## Problem details
In the records below, locate the line containing "# Respond with", then extract it and all following lines exactly, ending with the last line.

## Listed entries
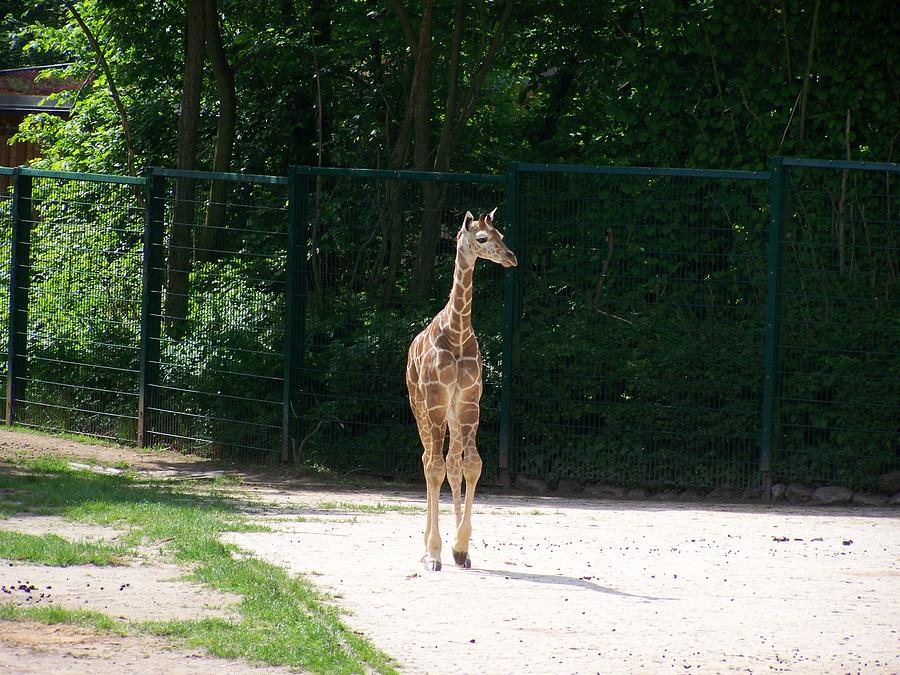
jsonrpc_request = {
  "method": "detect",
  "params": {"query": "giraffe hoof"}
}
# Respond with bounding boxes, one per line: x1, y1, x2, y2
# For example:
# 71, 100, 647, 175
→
423, 556, 442, 572
452, 549, 471, 568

## Solution to this exercise
# Respond with bounding boxes, one per line: x1, y1, x2, y2
# For example:
# 71, 100, 647, 175
→
423, 556, 442, 572
452, 549, 471, 568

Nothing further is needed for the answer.